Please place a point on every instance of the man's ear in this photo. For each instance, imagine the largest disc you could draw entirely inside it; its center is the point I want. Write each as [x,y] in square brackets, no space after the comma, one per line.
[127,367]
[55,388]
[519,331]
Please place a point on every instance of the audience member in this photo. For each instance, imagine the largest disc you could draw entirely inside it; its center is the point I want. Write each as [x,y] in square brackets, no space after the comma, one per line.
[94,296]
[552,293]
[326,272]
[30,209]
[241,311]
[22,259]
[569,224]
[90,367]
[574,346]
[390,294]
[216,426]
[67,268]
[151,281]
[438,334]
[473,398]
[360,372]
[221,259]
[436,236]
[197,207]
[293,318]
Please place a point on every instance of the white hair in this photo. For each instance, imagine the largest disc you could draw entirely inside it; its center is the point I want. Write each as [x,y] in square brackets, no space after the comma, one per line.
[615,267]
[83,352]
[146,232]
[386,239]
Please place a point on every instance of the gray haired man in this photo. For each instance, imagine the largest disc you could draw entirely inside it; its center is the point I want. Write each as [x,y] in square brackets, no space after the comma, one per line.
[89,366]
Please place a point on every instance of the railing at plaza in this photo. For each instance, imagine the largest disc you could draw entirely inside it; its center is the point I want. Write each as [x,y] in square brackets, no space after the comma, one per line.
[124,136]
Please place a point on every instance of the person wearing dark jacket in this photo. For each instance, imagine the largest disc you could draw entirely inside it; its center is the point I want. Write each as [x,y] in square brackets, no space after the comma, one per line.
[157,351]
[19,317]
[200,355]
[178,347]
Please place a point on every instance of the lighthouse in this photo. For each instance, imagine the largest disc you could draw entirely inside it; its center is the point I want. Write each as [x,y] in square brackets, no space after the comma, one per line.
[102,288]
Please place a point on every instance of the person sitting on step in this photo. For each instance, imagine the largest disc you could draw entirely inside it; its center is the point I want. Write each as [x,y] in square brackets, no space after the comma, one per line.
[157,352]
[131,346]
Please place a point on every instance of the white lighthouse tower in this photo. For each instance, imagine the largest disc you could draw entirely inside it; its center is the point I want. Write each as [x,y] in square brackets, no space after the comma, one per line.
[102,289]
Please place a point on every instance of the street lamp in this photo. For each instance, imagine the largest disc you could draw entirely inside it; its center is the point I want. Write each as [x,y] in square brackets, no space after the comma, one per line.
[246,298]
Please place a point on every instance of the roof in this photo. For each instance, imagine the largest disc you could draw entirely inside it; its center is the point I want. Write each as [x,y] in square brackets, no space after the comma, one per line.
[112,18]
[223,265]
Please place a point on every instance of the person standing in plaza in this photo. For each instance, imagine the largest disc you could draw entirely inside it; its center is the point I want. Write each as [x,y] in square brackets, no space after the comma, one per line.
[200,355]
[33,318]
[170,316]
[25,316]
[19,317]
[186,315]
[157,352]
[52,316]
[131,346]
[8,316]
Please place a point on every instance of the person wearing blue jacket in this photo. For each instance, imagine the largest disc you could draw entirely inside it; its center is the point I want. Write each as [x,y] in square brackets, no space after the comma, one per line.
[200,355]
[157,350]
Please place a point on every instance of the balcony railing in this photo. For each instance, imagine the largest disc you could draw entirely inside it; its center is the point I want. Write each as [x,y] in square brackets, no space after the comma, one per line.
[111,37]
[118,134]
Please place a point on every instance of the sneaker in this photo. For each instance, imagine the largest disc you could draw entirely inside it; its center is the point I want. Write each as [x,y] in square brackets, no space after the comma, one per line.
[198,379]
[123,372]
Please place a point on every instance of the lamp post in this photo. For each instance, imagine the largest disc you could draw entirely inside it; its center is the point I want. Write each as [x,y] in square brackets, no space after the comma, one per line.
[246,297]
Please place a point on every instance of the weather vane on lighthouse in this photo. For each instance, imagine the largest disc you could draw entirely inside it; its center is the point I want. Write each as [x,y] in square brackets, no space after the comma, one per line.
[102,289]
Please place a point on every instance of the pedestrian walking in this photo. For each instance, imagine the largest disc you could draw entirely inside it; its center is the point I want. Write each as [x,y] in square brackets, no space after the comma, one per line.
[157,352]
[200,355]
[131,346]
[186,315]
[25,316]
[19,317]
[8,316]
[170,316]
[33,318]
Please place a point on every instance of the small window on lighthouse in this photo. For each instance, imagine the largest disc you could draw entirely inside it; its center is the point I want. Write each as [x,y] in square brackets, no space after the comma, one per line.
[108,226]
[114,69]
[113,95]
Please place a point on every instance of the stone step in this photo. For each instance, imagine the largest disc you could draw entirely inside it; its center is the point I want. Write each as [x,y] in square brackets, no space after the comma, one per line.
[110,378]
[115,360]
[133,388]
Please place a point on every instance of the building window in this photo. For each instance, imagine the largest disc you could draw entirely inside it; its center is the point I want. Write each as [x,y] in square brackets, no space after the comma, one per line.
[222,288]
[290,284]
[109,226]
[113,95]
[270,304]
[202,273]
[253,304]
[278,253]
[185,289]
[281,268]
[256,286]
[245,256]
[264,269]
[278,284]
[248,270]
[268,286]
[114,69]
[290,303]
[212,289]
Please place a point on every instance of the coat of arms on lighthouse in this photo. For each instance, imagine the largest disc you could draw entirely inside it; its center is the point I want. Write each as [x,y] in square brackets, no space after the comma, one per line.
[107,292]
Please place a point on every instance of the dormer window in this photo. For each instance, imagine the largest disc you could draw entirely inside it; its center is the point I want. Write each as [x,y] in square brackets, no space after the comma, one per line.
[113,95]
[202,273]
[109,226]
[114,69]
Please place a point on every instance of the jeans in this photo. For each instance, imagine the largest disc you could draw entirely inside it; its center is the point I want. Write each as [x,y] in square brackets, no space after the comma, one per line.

====================

Everything in the listing above should be restated exactly.

Please place a point on every instance of the man's ear in this photo. For each instance, imagine the largest disc you could draw entirely inside it; its center is the point I want. Write each as [x,y] in square brackets, no space after the comma, one per line.
[127,367]
[55,388]
[519,331]
Please place a point on every instance of the audience member in this photo. For each instance, imagine the largest disc you could draw entirely inside it; its center is the point I want. Write each as [x,y] in square brackets, no space after the comma, one per line.
[94,296]
[552,293]
[326,272]
[30,209]
[241,311]
[22,259]
[569,224]
[90,367]
[574,346]
[390,294]
[216,426]
[67,268]
[151,281]
[438,334]
[473,398]
[360,372]
[221,259]
[436,236]
[197,207]
[293,318]
Please place a point on every instance of the white hair in this photo. For each instance, imagine the largest disc you could draw entirely inside it; its center is the point I want. Write each as [x,y] in square brackets, no space after the comma, one per line.
[615,267]
[83,352]
[146,232]
[386,239]
Please place a point on every instance of the gray haired man in this photo. For each instance, imagine the largest disc you could draw entirely inside it; its center is the point I want. Write each as [x,y] in square brackets, no space after the comma, one per line.
[89,366]
Please place a point on every instance of the railing at plaza in this photo. For each instance, imagine the largest disc you could draw entirely inside it; its center is the point I want. Write each as [x,y] in square brackets, no space after the comma, one per line.
[124,136]
Please place a point on every instance of the person wearing dark jacket in this photo. For each instance, imagine the largest disc you could draw entirely inside it; its center is the point I want. Write each as [x,y] in square brackets, no space after the comma, one per line.
[157,351]
[19,317]
[200,355]
[178,347]
Please place a point on every instance of the lighthouse in this photo. For each instance, imagine the largest disc you could draw entirely inside it; its center is the point I want. Write each as [x,y] in square brackets, no space after the comma, one per line.
[102,288]
Please place a point on every instance of the person sitting on step in this photo. For each instance, imagine the largest disc you could draw entirely inside it; its center is the point I want. Write each as [x,y] in square brackets, no space after the comma, one per line.
[157,352]
[131,346]
Please place a point on every instance of the white lighthouse tower in this photo. For each instance, imagine the largest disc you could draw entirely inside it; its center is the point I want. Write each as [x,y] in square brackets, no space after the comma, one per line.
[102,289]
Please place a point on every instance of the street lamp in this photo. For each instance, imagine the largest disc you could draw entirely inside it; its center is the point I want. Write each as [x,y] in square brackets, no space after the comma, one per line.
[246,298]
Please place a point on every instance of the roof in this photo. For each instance, imagine the largest disc you could draw entirely inside it; its center is the point I want. Write each as [x,y] in square brackets, no space after the comma, one per line.
[112,18]
[223,265]
Please place a point on every instance of the person standing in plaza in this photo. For each instance, imagine the largest disc you could draw entirely inside it; its center is the point I want. Write each as [x,y] in square brackets, no space after the comma, one per line.
[200,355]
[33,318]
[170,316]
[25,316]
[19,317]
[186,315]
[157,352]
[52,316]
[131,346]
[8,316]
Please place a point on every instance of the person wearing blue jacket in this photo. For each instance, imagine the largest disc you could draw entirely inside it; its center is the point I want. Write each as [x,y] in square brackets, no space after the comma, one per line.
[200,355]
[157,350]
Please place a point on every instance of the balcony railing in this photo. For each instance, imagine the largest disc you could draw entirely inside it; its center is the point I want. Write each as [x,y] in square brackets, no space after the comma, one per line.
[111,37]
[118,134]
Please place a point on every instance of the sneaker in this photo. For each instance, imagine the largest disc you could draw entirely inside it; its center is the point I want. Write each as [x,y] in square brackets, no space after the comma, one per line.
[198,379]
[123,372]
Please place a point on every instance of the lamp post in this photo. For each instance, imagine the largest disc you could draw entirely inside it; its center is the point I want. Write each as [x,y] in square brackets, no space after the comma, one per line.
[246,297]
Please place a point on every instance of the weather vane on lighthouse in this photo. For each instance, imagine the largest disc you could draw entirely inside it; its center is the point I want. Write each as [x,y] in square brackets, no space after the comma, one per line.
[102,289]
Please place a point on every instance of the pedestrian walking in this photo. For each instance, imagine the largest disc you could draw entirely inside it; its center is the point I want. Write each as [x,y] in square brackets, no space after the comma, one per line.
[157,352]
[200,355]
[131,346]
[186,315]
[25,316]
[19,317]
[8,316]
[170,316]
[33,318]
Please place a point on every instance of the small window on lighthouse in this photo. For each instance, imagine the largest disc you could draw entirely inside it; its center is the point I want. Write each as [x,y] in square brackets, no space after the comma, one per line.
[108,226]
[114,69]
[113,95]
Please place a point on every instance of the stone step in this photo. For each instance, imagine the largest disc you could draw entirely inside it; its center is the point I want. Write each as [x,y] in square brackets, no space after the comma, one per line.
[110,378]
[115,360]
[133,388]
Please place a point on every instance of the building window in this photo. For each instance, imagine the largest disc you could draw entirely inside it; its center is the point I want. Write each as [x,y] in square brackets, no space after the comma, one per line.
[222,288]
[290,284]
[109,226]
[113,95]
[270,304]
[202,273]
[253,304]
[278,253]
[185,289]
[281,268]
[256,286]
[245,256]
[264,269]
[278,284]
[248,270]
[268,286]
[114,69]
[290,303]
[212,289]
Please place a point on every instance of the coat of arms on lighthouse in this photo. For each instance, imagine the largest disc you could draw entirely inside it; its center is the point I want. Write each as [x,y] in square brackets, no space after the comma, one per line.
[107,292]
Please place a point on every instance of the dormer window in this photo. For each instance, imagine the largest disc you could draw entirely inside it; its center is the point I want. Write each as [x,y] in square brackets, no space after the comma, one per line.
[113,95]
[202,273]
[109,226]
[114,69]
Please place a point on every instance of the jeans in this photo. For each instance, imagine the largest disc you could draw entirely inside it; its center is the point I want. Write each as [x,y] in square brackets, no space after the comma, one per line.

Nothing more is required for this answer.